— REQUIREMENTS —
Render every line of the listing below as a JSON list of strings, one string per line, and skip any blank lines.

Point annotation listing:
----------

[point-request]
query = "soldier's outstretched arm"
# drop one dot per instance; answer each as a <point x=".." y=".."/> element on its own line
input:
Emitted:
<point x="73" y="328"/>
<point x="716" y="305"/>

----------

— EXERCISE SOLUTION —
[
  "[point-request]",
  "query = \"soldier's outstretched arm\"",
  "# drop one dot per instance; answer each as a <point x=\"..\" y=\"..\"/> element on its own line",
  "input:",
  "Emitted:",
  "<point x=\"73\" y=\"328\"/>",
  "<point x=\"716\" y=\"305\"/>"
]